What the task asks: Set down the rows below verbatim, from the line containing "This document answers" through the line containing "box: [237, 273, 285, 329]", with both of those lines included.

Stored data
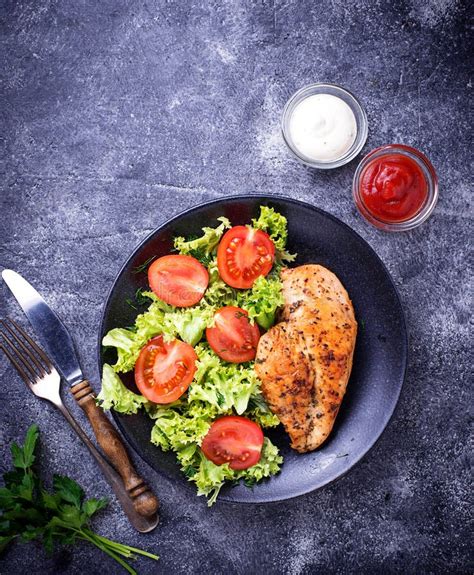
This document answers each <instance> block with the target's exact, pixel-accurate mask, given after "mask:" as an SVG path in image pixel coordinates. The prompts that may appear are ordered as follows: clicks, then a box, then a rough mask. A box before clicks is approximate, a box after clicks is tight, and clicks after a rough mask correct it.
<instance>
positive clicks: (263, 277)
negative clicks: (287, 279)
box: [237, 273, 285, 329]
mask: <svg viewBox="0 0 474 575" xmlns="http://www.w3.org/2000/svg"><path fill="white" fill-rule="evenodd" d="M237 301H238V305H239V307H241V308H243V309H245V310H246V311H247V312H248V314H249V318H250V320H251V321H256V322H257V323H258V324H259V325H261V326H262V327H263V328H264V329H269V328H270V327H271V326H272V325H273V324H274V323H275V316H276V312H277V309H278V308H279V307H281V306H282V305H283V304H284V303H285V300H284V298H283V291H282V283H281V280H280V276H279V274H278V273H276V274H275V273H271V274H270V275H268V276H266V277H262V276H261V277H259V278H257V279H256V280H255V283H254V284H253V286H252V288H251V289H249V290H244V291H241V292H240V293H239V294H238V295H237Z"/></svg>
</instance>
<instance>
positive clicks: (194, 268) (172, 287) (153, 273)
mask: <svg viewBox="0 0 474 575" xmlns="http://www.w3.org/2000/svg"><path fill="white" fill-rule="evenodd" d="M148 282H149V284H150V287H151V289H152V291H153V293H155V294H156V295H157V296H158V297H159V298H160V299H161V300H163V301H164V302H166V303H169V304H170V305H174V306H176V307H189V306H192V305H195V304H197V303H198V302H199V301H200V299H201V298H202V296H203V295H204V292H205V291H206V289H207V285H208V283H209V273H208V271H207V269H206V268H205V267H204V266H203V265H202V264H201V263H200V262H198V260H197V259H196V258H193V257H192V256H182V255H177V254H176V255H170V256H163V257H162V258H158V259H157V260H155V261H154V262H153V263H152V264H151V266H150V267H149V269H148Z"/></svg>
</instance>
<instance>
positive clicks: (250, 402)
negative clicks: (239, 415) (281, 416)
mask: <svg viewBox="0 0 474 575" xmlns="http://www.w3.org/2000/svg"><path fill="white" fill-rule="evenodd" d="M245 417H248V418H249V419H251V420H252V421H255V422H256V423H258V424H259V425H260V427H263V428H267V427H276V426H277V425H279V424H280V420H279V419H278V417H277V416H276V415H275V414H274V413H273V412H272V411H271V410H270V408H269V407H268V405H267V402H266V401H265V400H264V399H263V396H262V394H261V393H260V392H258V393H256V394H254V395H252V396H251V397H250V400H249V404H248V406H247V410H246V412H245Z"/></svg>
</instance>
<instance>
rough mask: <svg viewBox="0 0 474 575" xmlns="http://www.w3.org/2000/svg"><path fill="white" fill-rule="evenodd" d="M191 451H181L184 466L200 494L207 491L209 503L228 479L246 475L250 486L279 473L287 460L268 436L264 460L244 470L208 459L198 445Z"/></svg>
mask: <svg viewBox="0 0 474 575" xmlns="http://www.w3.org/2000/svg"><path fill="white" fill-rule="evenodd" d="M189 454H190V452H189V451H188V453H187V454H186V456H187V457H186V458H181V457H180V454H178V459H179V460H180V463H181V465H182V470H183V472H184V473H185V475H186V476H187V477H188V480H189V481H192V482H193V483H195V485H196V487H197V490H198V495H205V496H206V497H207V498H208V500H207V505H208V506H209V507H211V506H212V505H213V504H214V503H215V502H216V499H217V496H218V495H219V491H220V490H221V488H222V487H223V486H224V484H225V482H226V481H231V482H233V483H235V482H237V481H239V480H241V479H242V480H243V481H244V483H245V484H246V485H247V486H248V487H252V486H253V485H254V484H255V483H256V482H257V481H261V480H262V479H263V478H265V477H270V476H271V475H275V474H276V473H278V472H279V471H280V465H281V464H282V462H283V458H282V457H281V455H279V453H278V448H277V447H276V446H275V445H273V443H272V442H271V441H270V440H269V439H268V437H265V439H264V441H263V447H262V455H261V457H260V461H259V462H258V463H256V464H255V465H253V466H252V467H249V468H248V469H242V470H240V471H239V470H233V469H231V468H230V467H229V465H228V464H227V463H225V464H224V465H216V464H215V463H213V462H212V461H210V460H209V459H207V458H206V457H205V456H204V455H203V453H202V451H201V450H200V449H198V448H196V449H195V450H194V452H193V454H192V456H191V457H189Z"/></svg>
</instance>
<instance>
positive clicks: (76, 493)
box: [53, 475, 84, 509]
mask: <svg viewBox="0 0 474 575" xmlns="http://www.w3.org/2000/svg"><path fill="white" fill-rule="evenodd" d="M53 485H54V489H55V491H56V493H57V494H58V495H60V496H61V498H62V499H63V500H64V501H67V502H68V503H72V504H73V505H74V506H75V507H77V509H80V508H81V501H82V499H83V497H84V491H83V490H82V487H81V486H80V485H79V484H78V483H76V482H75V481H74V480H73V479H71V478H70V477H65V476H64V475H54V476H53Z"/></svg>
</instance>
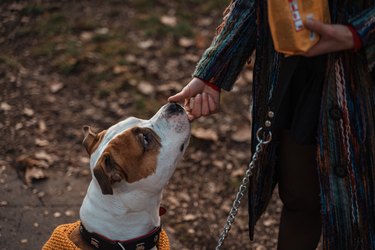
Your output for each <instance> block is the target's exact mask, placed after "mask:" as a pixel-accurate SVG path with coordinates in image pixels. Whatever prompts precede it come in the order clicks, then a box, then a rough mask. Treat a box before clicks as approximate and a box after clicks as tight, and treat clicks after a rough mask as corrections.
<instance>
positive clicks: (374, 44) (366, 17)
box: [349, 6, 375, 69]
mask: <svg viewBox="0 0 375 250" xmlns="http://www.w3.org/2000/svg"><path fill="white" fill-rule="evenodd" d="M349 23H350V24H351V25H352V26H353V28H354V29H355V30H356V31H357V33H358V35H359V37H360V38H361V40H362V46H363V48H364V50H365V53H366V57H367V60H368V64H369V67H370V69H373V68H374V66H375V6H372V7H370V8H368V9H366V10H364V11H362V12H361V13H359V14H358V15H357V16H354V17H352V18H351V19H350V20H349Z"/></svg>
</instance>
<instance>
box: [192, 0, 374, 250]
* * *
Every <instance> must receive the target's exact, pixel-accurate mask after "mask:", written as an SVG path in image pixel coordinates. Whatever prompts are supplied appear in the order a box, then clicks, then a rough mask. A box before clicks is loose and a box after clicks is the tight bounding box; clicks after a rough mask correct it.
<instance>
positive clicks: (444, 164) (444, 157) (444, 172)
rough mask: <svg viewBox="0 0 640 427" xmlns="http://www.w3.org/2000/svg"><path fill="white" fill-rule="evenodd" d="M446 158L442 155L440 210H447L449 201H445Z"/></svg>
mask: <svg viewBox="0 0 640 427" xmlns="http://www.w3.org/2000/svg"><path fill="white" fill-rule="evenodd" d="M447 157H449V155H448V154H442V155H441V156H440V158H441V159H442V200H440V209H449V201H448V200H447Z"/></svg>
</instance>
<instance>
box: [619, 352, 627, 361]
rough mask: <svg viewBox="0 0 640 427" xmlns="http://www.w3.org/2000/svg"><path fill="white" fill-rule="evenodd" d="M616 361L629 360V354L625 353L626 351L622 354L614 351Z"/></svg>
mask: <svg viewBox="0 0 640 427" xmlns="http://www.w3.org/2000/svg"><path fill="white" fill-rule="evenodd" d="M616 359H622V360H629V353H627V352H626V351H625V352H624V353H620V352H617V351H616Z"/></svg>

Finished task:
This document answers each <instance> block with the target's exact, pixel-accurate mask, given after "mask:" as an SVG path in image pixel coordinates. The prompts that may appear are ordered as follows: clicks, then a box, then a rough mask. A box before clicks is approximate, a box after clicks is tight, and clicks after a rough mask correct it.
<instance>
positive clicks: (263, 277)
negative clicks: (287, 279)
box: [237, 273, 285, 329]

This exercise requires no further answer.